§ Objective:
Copy the lines from the line with "Query: blue flower" up to and including the line with "column 467, row 873", changing "poppy" to "tulip" and leaving everything else the same.

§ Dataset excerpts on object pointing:

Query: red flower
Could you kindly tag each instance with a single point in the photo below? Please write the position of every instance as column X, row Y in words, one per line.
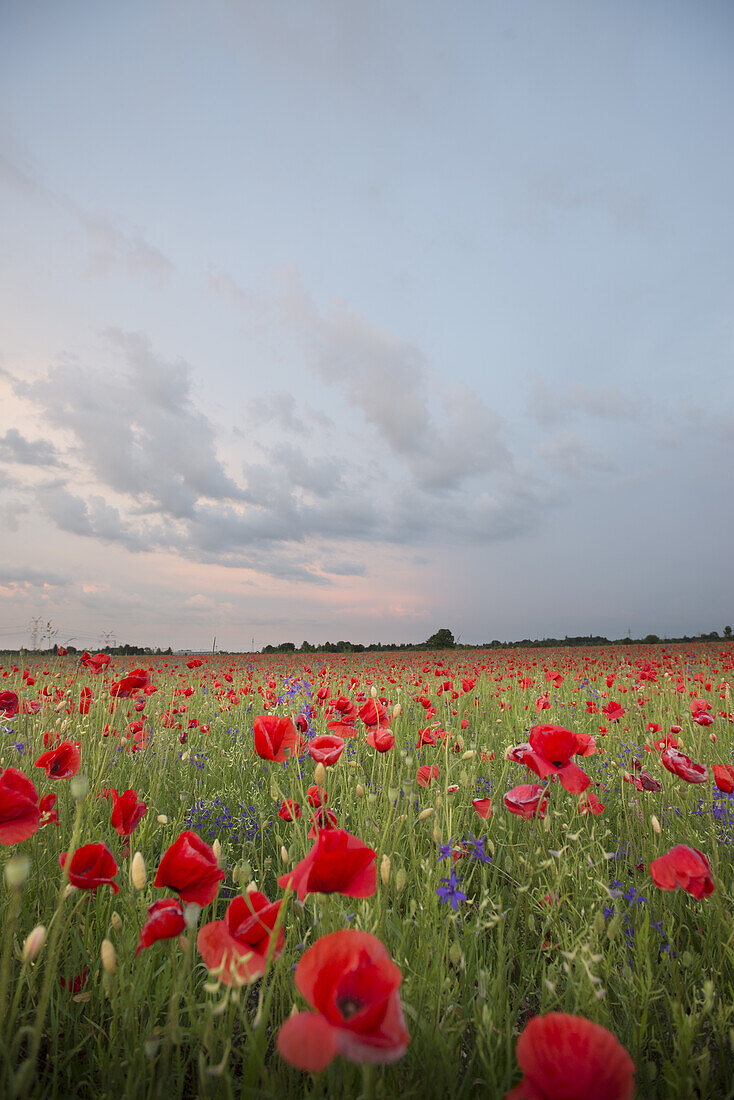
column 61, row 762
column 683, row 867
column 350, row 980
column 289, row 810
column 137, row 680
column 8, row 704
column 326, row 749
column 90, row 867
column 165, row 920
column 381, row 738
column 723, row 776
column 273, row 736
column 337, row 864
column 189, row 867
column 237, row 947
column 47, row 810
column 571, row 1058
column 549, row 751
column 525, row 800
column 683, row 767
column 426, row 772
column 613, row 711
column 127, row 812
column 373, row 713
column 19, row 806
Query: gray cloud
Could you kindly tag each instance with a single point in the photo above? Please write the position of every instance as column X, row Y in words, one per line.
column 571, row 455
column 20, row 576
column 389, row 381
column 138, row 431
column 552, row 405
column 17, row 448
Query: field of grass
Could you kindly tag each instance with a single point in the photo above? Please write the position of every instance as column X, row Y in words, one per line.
column 490, row 920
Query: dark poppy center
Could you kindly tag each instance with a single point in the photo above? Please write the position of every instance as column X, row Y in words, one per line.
column 348, row 1007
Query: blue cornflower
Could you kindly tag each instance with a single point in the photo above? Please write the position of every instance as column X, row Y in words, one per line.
column 445, row 849
column 450, row 891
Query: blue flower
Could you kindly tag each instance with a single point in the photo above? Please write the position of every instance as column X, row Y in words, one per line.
column 450, row 891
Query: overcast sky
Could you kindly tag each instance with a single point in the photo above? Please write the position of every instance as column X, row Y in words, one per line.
column 355, row 319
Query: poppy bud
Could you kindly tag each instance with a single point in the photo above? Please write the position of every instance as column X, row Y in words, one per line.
column 192, row 913
column 33, row 943
column 17, row 871
column 108, row 956
column 79, row 787
column 138, row 876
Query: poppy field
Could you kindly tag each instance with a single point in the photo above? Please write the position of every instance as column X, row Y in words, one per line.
column 467, row 873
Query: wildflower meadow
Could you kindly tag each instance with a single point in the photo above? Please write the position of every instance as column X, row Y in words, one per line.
column 466, row 873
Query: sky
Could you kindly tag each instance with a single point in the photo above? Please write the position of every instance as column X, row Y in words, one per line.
column 353, row 319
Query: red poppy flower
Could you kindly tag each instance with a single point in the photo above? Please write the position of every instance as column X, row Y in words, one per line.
column 549, row 751
column 426, row 737
column 571, row 1058
column 683, row 867
column 373, row 713
column 426, row 772
column 326, row 749
column 19, row 806
column 525, row 800
column 273, row 736
column 289, row 810
column 127, row 812
column 137, row 680
column 8, row 704
column 683, row 767
column 381, row 738
column 316, row 795
column 613, row 711
column 61, row 762
column 337, row 864
column 237, row 947
column 352, row 983
column 48, row 813
column 90, row 867
column 723, row 776
column 165, row 920
column 189, row 867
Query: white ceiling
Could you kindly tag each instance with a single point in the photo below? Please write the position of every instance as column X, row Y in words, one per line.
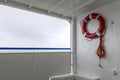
column 60, row 8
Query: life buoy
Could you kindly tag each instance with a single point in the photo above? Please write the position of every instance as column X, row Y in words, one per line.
column 100, row 30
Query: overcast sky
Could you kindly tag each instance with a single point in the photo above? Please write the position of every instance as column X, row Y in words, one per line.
column 19, row 28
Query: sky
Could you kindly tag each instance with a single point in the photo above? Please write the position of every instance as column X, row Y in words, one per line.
column 20, row 28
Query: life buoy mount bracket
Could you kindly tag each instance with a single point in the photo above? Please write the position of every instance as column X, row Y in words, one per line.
column 100, row 30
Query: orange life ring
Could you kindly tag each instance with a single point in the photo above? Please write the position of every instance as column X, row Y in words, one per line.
column 100, row 30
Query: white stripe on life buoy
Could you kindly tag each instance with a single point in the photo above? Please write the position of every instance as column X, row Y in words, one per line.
column 98, row 33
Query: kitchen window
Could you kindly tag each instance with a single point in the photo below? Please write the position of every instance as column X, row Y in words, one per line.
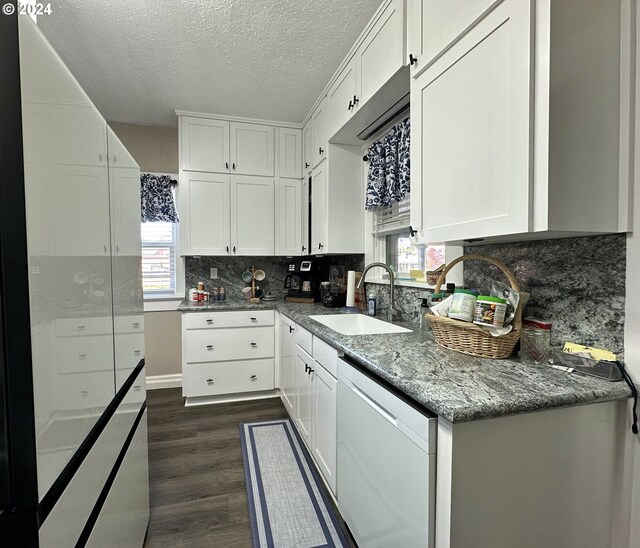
column 159, row 258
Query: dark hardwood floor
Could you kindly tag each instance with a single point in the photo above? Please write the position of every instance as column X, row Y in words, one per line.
column 197, row 487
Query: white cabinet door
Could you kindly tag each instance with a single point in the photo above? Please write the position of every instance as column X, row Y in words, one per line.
column 252, row 215
column 290, row 164
column 319, row 128
column 319, row 221
column 79, row 211
column 433, row 25
column 252, row 149
column 289, row 216
column 305, row 374
column 204, row 144
column 342, row 97
column 381, row 54
column 307, row 145
column 476, row 144
column 288, row 365
column 306, row 240
column 205, row 214
column 324, row 434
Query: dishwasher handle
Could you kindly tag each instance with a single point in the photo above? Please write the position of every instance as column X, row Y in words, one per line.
column 367, row 399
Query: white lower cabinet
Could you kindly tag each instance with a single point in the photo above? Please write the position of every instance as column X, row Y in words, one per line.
column 308, row 391
column 227, row 355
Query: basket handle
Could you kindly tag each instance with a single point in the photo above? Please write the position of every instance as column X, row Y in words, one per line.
column 517, row 321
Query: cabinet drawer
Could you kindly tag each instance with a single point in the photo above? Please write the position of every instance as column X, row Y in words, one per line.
column 209, row 345
column 236, row 318
column 209, row 379
column 72, row 327
column 129, row 324
column 304, row 339
column 84, row 354
column 325, row 355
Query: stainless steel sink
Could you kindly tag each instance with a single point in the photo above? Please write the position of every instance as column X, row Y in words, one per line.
column 358, row 324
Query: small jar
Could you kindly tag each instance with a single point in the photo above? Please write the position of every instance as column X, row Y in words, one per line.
column 463, row 305
column 490, row 311
column 535, row 341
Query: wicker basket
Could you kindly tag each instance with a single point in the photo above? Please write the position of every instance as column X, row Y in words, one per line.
column 469, row 338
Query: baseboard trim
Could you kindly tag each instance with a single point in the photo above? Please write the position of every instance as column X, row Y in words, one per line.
column 164, row 381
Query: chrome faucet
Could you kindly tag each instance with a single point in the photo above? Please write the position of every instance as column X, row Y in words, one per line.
column 392, row 304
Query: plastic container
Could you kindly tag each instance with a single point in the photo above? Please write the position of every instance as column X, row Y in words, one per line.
column 463, row 305
column 490, row 311
column 535, row 341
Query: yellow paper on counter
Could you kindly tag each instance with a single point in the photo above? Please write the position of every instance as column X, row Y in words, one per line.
column 596, row 353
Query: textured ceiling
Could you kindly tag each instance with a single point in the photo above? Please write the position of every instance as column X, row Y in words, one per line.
column 139, row 60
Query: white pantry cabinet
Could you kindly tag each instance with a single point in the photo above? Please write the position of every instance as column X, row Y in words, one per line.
column 220, row 146
column 337, row 202
column 289, row 217
column 290, row 153
column 502, row 130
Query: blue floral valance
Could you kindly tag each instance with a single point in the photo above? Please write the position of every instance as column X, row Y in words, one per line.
column 389, row 167
column 157, row 203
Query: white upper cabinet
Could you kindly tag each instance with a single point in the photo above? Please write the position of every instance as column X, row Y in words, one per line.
column 307, row 147
column 433, row 25
column 289, row 217
column 471, row 128
column 381, row 54
column 503, row 130
column 319, row 133
column 290, row 153
column 204, row 144
column 342, row 96
column 205, row 214
column 252, row 149
column 252, row 215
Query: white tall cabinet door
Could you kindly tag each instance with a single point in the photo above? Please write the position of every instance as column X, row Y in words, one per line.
column 341, row 97
column 289, row 217
column 476, row 145
column 252, row 149
column 319, row 220
column 307, row 146
column 290, row 164
column 324, row 434
column 381, row 54
column 204, row 144
column 288, row 365
column 252, row 215
column 319, row 132
column 205, row 223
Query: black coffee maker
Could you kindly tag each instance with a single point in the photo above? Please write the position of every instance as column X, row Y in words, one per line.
column 302, row 282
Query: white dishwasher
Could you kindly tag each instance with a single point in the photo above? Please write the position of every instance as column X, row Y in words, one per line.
column 386, row 464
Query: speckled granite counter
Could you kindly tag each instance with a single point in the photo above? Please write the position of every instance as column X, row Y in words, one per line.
column 457, row 387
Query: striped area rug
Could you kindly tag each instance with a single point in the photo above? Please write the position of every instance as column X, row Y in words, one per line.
column 287, row 506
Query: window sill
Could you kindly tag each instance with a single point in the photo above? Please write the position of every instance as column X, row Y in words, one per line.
column 162, row 303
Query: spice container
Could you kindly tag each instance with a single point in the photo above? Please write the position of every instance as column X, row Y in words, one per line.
column 535, row 341
column 463, row 305
column 490, row 311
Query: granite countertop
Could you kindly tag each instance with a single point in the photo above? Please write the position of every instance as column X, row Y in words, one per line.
column 455, row 386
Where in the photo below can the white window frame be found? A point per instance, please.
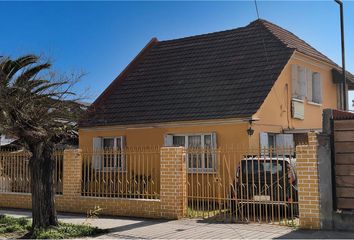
(201, 169)
(317, 101)
(299, 82)
(115, 159)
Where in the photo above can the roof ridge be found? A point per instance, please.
(204, 34)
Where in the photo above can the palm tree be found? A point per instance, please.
(37, 109)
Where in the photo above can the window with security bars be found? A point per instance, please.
(201, 154)
(108, 153)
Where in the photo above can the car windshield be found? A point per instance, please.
(262, 166)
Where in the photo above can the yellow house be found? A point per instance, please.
(254, 86)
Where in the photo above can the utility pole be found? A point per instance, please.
(344, 83)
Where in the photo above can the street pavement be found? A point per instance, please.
(139, 228)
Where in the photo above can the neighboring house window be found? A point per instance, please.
(278, 142)
(201, 149)
(108, 153)
(315, 88)
(271, 140)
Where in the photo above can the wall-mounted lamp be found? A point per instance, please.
(250, 130)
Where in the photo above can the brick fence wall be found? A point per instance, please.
(173, 190)
(308, 183)
(170, 206)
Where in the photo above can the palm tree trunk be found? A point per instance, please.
(41, 169)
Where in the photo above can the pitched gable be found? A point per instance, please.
(218, 75)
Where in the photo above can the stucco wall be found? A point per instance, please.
(227, 134)
(275, 113)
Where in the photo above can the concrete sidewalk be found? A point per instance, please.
(137, 228)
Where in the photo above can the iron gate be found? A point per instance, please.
(232, 185)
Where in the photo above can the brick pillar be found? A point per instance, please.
(173, 190)
(72, 169)
(308, 183)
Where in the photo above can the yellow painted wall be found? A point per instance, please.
(275, 113)
(227, 134)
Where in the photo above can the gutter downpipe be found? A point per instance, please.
(344, 83)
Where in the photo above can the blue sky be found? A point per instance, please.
(101, 38)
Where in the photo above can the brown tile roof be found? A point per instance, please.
(218, 75)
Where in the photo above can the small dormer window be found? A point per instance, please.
(298, 82)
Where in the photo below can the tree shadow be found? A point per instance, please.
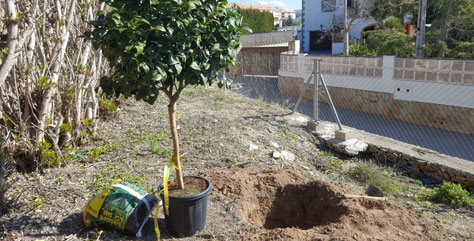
(74, 225)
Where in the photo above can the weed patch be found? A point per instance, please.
(451, 193)
(368, 174)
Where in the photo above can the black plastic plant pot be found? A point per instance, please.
(187, 215)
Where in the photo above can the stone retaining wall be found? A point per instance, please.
(411, 164)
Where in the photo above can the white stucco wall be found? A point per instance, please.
(314, 18)
(459, 95)
(337, 48)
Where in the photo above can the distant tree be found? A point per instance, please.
(258, 21)
(380, 43)
(290, 22)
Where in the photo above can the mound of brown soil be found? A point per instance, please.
(285, 205)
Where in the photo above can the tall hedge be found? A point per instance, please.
(258, 21)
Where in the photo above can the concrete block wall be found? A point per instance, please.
(444, 105)
(435, 70)
(354, 66)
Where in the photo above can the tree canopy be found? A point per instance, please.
(155, 45)
(258, 21)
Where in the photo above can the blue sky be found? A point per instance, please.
(290, 4)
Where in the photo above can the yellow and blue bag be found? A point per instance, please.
(122, 206)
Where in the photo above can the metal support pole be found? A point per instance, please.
(346, 32)
(420, 29)
(317, 75)
(331, 103)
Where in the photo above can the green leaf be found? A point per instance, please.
(216, 47)
(178, 68)
(195, 66)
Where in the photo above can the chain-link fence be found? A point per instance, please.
(423, 102)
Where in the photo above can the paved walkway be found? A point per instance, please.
(450, 143)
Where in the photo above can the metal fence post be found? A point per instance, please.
(317, 72)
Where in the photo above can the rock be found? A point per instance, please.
(297, 119)
(427, 169)
(276, 155)
(374, 191)
(372, 149)
(288, 156)
(429, 181)
(274, 144)
(352, 147)
(253, 147)
(402, 163)
(412, 163)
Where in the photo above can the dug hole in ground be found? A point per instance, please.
(284, 205)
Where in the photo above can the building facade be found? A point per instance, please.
(323, 24)
(279, 14)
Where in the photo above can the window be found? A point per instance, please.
(328, 5)
(351, 3)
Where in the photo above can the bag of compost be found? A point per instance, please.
(122, 205)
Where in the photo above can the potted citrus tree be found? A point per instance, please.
(165, 46)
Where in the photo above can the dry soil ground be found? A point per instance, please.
(231, 140)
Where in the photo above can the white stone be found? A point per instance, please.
(253, 147)
(297, 119)
(353, 146)
(276, 155)
(288, 156)
(274, 144)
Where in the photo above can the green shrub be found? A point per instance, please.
(108, 108)
(49, 157)
(451, 193)
(463, 50)
(6, 169)
(258, 21)
(435, 48)
(371, 175)
(361, 50)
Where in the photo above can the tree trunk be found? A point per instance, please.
(12, 40)
(174, 134)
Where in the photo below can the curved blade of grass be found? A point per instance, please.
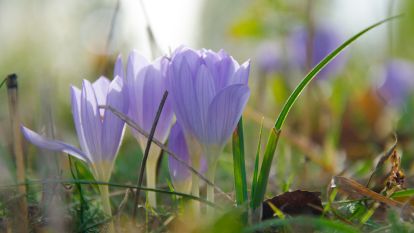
(116, 185)
(261, 185)
(256, 162)
(239, 166)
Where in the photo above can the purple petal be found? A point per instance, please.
(119, 68)
(225, 111)
(241, 76)
(135, 63)
(205, 89)
(113, 127)
(154, 88)
(91, 121)
(53, 145)
(178, 146)
(184, 98)
(134, 86)
(76, 112)
(100, 88)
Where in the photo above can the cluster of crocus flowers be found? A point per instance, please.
(145, 85)
(99, 131)
(208, 91)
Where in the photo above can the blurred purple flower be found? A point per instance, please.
(268, 58)
(99, 130)
(180, 175)
(145, 84)
(324, 41)
(208, 91)
(398, 81)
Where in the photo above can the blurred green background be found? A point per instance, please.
(341, 123)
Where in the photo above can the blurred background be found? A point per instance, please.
(343, 121)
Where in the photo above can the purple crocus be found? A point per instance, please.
(323, 41)
(99, 131)
(208, 91)
(145, 84)
(398, 81)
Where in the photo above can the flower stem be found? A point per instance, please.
(211, 170)
(106, 205)
(151, 174)
(195, 185)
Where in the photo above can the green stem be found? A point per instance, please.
(195, 184)
(151, 174)
(211, 170)
(106, 205)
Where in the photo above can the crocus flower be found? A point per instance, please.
(323, 41)
(180, 174)
(145, 84)
(208, 91)
(99, 131)
(398, 81)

§ The result:
Query: blue flower
Could you kindly tag each instance with a single point in the photo above? Please write the position of every instance as column X, row Y in words, one per line.
column 450, row 891
Query: overcast sky
Could you kindly tag each instance with a single point in the photo above? Please write the position of every instance as column X, row Y in words, one per line.
column 355, row 319
Query: tulip bud
Could you kindly tag each instance with a single point in the photo above? Please write the position of every instance as column X, row Y in words, one per line.
column 192, row 913
column 33, row 943
column 17, row 871
column 108, row 956
column 79, row 787
column 138, row 876
Query: tulip field
Could you kindly tag each instance with a single point in the photo above? Please write the position of every instance as column X, row Y in words, one per line.
column 467, row 873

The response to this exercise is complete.